SHORT TASK | Give every line of the material again, exactly as written.

[Region labeling items]
++++++++++++++++++++

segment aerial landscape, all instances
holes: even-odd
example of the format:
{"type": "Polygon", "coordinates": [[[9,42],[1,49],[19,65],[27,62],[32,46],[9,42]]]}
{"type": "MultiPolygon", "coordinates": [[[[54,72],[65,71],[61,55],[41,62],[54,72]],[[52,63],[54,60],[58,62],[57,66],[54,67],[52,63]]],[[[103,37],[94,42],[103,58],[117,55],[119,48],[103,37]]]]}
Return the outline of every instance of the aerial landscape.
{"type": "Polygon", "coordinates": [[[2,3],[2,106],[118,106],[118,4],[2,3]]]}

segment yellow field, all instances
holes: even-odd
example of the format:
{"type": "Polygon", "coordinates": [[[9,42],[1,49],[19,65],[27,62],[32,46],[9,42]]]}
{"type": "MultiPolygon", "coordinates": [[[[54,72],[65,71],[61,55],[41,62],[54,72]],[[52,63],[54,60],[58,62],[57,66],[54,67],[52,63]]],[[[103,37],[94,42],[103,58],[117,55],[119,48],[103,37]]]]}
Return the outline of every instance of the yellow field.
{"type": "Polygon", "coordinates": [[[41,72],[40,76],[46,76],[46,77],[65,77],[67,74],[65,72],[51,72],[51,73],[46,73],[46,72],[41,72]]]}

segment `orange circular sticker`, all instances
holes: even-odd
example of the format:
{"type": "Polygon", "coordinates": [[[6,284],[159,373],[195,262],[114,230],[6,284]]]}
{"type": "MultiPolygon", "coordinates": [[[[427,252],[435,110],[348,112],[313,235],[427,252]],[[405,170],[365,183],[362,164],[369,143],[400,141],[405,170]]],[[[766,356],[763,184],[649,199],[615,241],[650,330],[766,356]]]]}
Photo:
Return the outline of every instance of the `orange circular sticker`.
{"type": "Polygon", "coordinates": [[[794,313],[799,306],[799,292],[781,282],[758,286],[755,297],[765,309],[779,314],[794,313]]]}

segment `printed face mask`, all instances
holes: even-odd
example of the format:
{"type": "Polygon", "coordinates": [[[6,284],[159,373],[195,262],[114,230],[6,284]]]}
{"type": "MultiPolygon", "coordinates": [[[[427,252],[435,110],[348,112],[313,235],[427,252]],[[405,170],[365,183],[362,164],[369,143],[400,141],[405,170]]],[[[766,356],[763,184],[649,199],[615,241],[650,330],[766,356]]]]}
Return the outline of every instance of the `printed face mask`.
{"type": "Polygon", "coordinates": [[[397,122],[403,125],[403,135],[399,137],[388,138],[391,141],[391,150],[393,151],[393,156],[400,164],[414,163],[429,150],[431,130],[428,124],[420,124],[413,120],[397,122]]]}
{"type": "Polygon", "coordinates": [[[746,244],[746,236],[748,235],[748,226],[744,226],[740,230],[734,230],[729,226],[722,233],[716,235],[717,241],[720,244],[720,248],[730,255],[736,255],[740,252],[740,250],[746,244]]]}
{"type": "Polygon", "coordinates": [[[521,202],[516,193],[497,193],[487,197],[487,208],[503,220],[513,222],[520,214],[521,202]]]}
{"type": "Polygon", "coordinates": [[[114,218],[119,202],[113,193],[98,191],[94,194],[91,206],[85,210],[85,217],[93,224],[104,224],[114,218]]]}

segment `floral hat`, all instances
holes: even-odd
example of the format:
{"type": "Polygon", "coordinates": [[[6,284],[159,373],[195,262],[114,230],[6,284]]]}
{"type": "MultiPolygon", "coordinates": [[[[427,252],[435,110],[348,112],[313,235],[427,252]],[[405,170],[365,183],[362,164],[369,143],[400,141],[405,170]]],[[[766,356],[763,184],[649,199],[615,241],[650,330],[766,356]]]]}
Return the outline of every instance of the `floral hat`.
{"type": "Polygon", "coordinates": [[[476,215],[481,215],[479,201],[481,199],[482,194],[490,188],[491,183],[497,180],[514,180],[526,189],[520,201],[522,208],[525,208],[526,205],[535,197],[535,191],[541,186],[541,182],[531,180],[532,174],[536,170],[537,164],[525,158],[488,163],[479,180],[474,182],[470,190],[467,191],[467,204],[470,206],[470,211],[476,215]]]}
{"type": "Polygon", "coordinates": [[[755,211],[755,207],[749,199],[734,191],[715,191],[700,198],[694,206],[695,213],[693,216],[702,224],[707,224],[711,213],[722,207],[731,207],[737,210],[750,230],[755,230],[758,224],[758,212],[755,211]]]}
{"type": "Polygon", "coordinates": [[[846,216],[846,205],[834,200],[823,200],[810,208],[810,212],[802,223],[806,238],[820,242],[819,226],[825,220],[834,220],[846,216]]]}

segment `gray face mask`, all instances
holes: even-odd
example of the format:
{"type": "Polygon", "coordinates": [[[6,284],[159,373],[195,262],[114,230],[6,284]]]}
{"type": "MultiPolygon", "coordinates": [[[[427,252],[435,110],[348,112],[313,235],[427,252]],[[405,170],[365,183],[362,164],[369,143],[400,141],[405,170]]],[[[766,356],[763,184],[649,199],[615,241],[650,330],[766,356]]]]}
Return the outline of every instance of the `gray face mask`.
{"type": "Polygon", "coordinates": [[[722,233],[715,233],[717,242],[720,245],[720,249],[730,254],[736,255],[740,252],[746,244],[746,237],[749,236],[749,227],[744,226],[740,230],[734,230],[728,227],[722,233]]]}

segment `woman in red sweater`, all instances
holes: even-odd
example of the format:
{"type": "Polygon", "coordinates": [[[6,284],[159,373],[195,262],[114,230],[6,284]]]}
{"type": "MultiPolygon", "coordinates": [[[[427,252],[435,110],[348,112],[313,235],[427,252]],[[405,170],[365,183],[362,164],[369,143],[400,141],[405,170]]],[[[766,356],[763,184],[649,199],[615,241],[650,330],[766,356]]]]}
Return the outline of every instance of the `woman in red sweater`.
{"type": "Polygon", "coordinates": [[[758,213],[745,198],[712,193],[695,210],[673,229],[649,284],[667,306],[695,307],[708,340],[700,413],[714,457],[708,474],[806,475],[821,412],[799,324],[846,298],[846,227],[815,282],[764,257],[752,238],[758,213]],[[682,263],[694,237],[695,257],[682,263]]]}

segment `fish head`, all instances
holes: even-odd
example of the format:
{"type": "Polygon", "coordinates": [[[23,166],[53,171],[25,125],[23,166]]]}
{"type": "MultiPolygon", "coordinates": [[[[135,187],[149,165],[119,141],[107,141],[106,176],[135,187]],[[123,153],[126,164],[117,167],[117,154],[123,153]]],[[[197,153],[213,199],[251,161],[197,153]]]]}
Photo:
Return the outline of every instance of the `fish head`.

++++++++++++++++++++

THE ANSWER |
segment aerial landscape, all instances
holes: even-odd
example of the format:
{"type": "Polygon", "coordinates": [[[9,42],[1,49],[19,65],[27,62],[32,46],[9,42]]]}
{"type": "MultiPolygon", "coordinates": [[[[54,72],[65,71],[61,55],[41,62],[54,72]],[[52,63],[54,60],[58,62],[57,66],[54,67],[52,63]]],[[[103,37],[94,42],[103,58],[117,55],[119,48],[103,37]]]]}
Return the outline of every instance of the aerial landscape.
{"type": "Polygon", "coordinates": [[[2,3],[2,106],[118,106],[118,4],[2,3]]]}

segment yellow field, all instances
holes: even-odd
example of the format:
{"type": "Polygon", "coordinates": [[[9,42],[1,49],[19,65],[27,62],[32,46],[9,42]]]}
{"type": "MultiPolygon", "coordinates": [[[[54,72],[65,71],[61,55],[41,62],[54,72]],[[52,63],[54,60],[58,62],[57,66],[54,67],[52,63]]],[[[103,37],[94,42],[103,58],[117,55],[119,48],[103,37]]]]}
Return the outline of every instance of the yellow field.
{"type": "Polygon", "coordinates": [[[41,72],[40,76],[46,76],[46,77],[65,77],[67,74],[65,72],[51,72],[51,73],[46,73],[46,72],[41,72]]]}

segment `orange circular sticker`, all instances
holes: even-odd
example of the format:
{"type": "Polygon", "coordinates": [[[6,284],[159,373],[195,262],[114,230],[6,284]]]}
{"type": "MultiPolygon", "coordinates": [[[[427,252],[435,110],[348,112],[313,235],[427,252]],[[405,170],[365,183],[362,164],[369,143],[400,141],[405,170]]],[[[766,356],[763,184],[649,199],[615,241],[650,330],[766,356]]]]}
Photo:
Return the outline of every instance of the `orange circular sticker`.
{"type": "Polygon", "coordinates": [[[794,313],[799,306],[799,292],[781,282],[758,286],[755,297],[765,309],[779,314],[794,313]]]}

segment `printed face mask`, all instances
holes: even-odd
example of the format:
{"type": "Polygon", "coordinates": [[[6,284],[159,373],[195,262],[114,230],[6,284]]]}
{"type": "MultiPolygon", "coordinates": [[[[427,252],[435,110],[348,112],[313,235],[427,252]],[[405,170],[365,183],[362,164],[369,143],[400,141],[405,170]]],[[[766,356],[763,184],[649,199],[615,241],[650,330],[766,356]]]]}
Return the outline of every instance of the `printed face mask`.
{"type": "Polygon", "coordinates": [[[397,122],[403,125],[403,135],[399,137],[388,138],[391,141],[391,150],[393,151],[393,156],[400,164],[414,163],[429,150],[431,130],[428,124],[420,124],[413,120],[397,122]]]}
{"type": "Polygon", "coordinates": [[[746,244],[746,236],[748,235],[748,226],[744,226],[740,230],[734,230],[729,226],[722,233],[716,235],[717,241],[720,244],[720,248],[730,255],[736,255],[740,252],[740,250],[746,244]]]}
{"type": "Polygon", "coordinates": [[[521,202],[516,193],[497,193],[487,197],[487,208],[503,220],[513,222],[520,214],[521,202]]]}
{"type": "Polygon", "coordinates": [[[114,218],[119,202],[113,193],[98,191],[94,194],[91,206],[85,210],[85,217],[93,224],[104,224],[114,218]]]}

segment `floral hat`, all instances
holes: even-odd
example of the format:
{"type": "Polygon", "coordinates": [[[6,284],[159,373],[195,262],[114,230],[6,284]]]}
{"type": "MultiPolygon", "coordinates": [[[[427,252],[435,110],[348,112],[313,235],[427,252]],[[405,170],[365,183],[362,164],[369,143],[400,141],[405,170]]],[[[766,356],[763,184],[649,199],[615,241],[650,330],[766,356]]]]}
Return the outline of every instance of the `floral hat`.
{"type": "Polygon", "coordinates": [[[476,215],[481,215],[479,201],[481,199],[482,194],[490,188],[491,183],[497,180],[514,180],[526,189],[520,201],[522,208],[525,208],[526,205],[535,197],[535,191],[541,186],[541,182],[531,180],[532,174],[536,170],[537,164],[525,158],[488,163],[479,180],[474,182],[470,190],[467,191],[467,204],[470,206],[470,211],[476,215]]]}
{"type": "Polygon", "coordinates": [[[755,211],[755,207],[749,199],[734,191],[715,191],[700,198],[694,206],[695,213],[693,216],[702,224],[707,224],[711,213],[722,207],[731,207],[737,210],[750,230],[755,230],[758,224],[758,212],[755,211]]]}
{"type": "Polygon", "coordinates": [[[846,216],[846,205],[834,200],[823,200],[810,208],[810,212],[802,223],[806,238],[820,242],[819,226],[825,220],[834,220],[846,216]]]}

segment `gray face mask`, all instances
holes: even-odd
example of the format:
{"type": "Polygon", "coordinates": [[[6,284],[159,373],[195,262],[114,230],[6,284]]]}
{"type": "MultiPolygon", "coordinates": [[[[427,252],[435,110],[348,112],[313,235],[427,252]],[[405,170],[365,183],[362,164],[369,143],[400,141],[405,170]]],[[[766,356],[763,184],[649,199],[615,241],[650,330],[766,356]]]]}
Return the outline of every instance of the `gray face mask`.
{"type": "Polygon", "coordinates": [[[722,233],[715,233],[717,242],[720,245],[720,249],[730,254],[736,255],[740,252],[746,244],[746,237],[749,236],[749,227],[744,226],[740,230],[734,230],[728,227],[722,233]]]}

segment `woman in red sweater`, all instances
holes: even-odd
example of the format:
{"type": "Polygon", "coordinates": [[[6,284],[159,373],[195,262],[114,230],[6,284]]]}
{"type": "MultiPolygon", "coordinates": [[[[427,252],[435,110],[348,112],[313,235],[427,252]],[[405,170],[365,183],[362,164],[369,143],[400,141],[405,170]]],[[[766,356],[763,184],[649,199],[615,241],[650,330],[766,356]]]]}
Return the outline of every instance of the `woman in red sweater`.
{"type": "Polygon", "coordinates": [[[758,213],[745,198],[712,193],[695,210],[673,229],[649,284],[667,306],[695,307],[708,340],[700,413],[714,457],[708,474],[806,475],[821,412],[799,324],[846,298],[846,227],[815,282],[764,257],[752,238],[758,213]],[[682,263],[694,237],[695,257],[682,263]]]}

segment `fish head`, all instances
holes: even-odd
example of the format:
{"type": "Polygon", "coordinates": [[[23,166],[53,171],[25,125],[23,166]]]}
{"type": "MultiPolygon", "coordinates": [[[[135,187],[149,165],[119,141],[107,141],[106,176],[135,187]],[[123,153],[126,164],[117,167],[117,154],[123,153]]],[[[197,153],[213,199],[251,161],[197,153]]]]}
Photo:
Return the outline of every instance of the `fish head`.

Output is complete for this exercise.